Render every line of the entries below as a Markdown table with the columns "No." and "Line": one row per line, numbered in order, with blank lines skipped and the pictures left out.

^^^^^^^^^^^^^^^^

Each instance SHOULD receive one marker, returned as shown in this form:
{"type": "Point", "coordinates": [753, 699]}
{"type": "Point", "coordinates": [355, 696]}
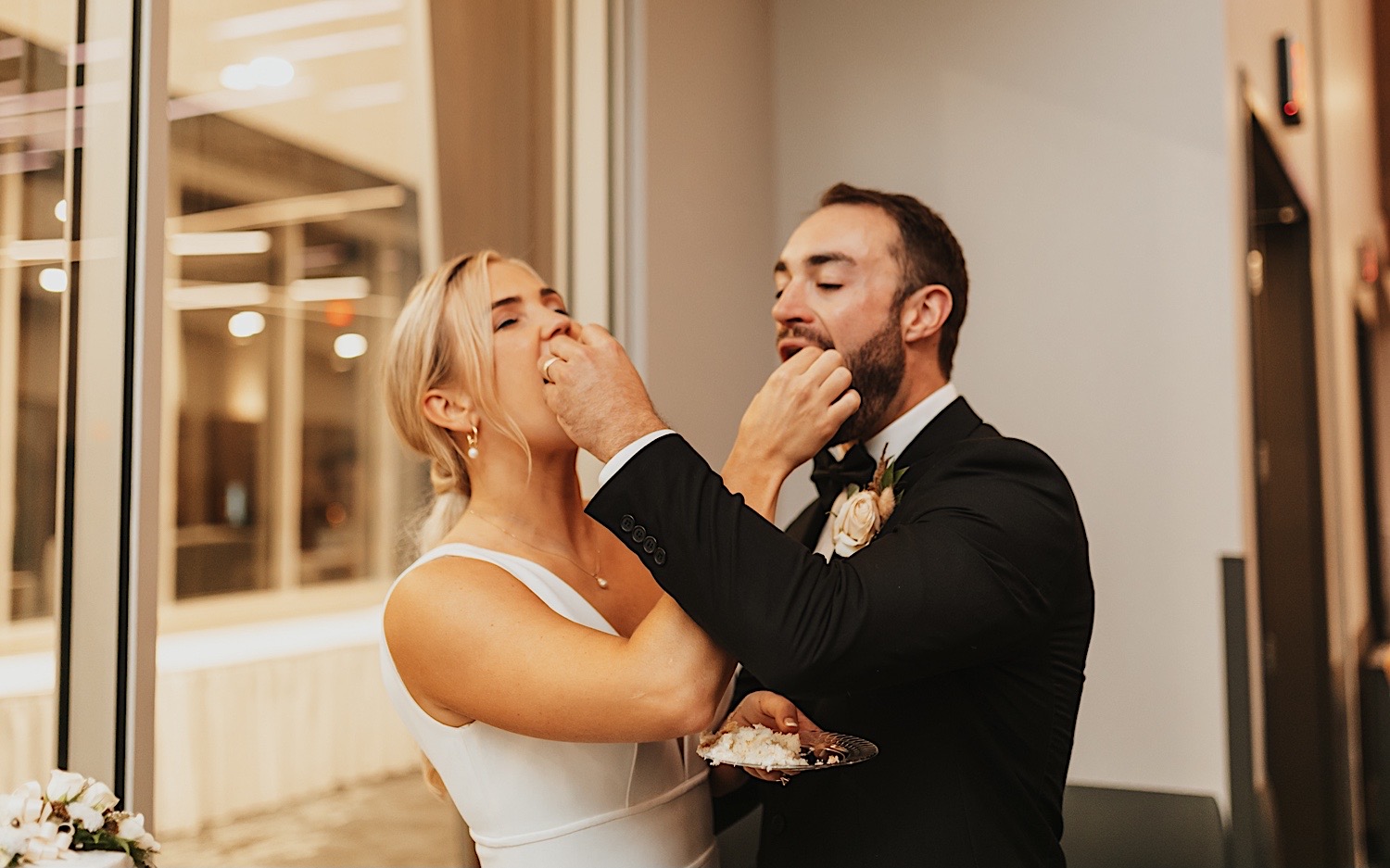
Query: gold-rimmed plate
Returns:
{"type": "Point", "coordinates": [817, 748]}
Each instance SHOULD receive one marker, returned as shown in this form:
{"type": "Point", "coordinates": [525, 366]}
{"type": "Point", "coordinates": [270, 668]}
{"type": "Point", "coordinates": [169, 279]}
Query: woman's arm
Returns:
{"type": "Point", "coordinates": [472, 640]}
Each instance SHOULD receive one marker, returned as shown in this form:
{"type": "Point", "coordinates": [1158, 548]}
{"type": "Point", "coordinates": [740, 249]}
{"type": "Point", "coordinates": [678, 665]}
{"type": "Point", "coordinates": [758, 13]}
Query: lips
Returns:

^^^^^^^^^^^^^^^^

▶ _THE ANSWER_
| No. | Line |
|---|---|
| 1 | Each instance SHOULD receive one marker, returned as shown in this form: |
| 2 | {"type": "Point", "coordinates": [753, 699]} |
| 3 | {"type": "Point", "coordinates": [355, 696]} |
| 4 | Query: gold-rimmed plate |
| 5 | Returns: |
| 6 | {"type": "Point", "coordinates": [817, 748]} |
| 7 | Each instance SHOULD receive one marker, returned as shown in this form: |
| 8 | {"type": "Point", "coordinates": [525, 366]} |
| 9 | {"type": "Point", "coordinates": [270, 668]} |
| 10 | {"type": "Point", "coordinates": [169, 279]} |
| 11 | Query: woman's arm |
| 12 | Returns: |
| 13 | {"type": "Point", "coordinates": [472, 640]} |
| 14 | Each instance SHOULD receive one marker, returned as shown in this form: |
| 15 | {"type": "Point", "coordinates": [1158, 548]} |
| 16 | {"type": "Point", "coordinates": [740, 249]} |
| 17 | {"type": "Point", "coordinates": [678, 665]} |
| 18 | {"type": "Point", "coordinates": [758, 13]} |
| 19 | Query: lips |
| 20 | Returns: |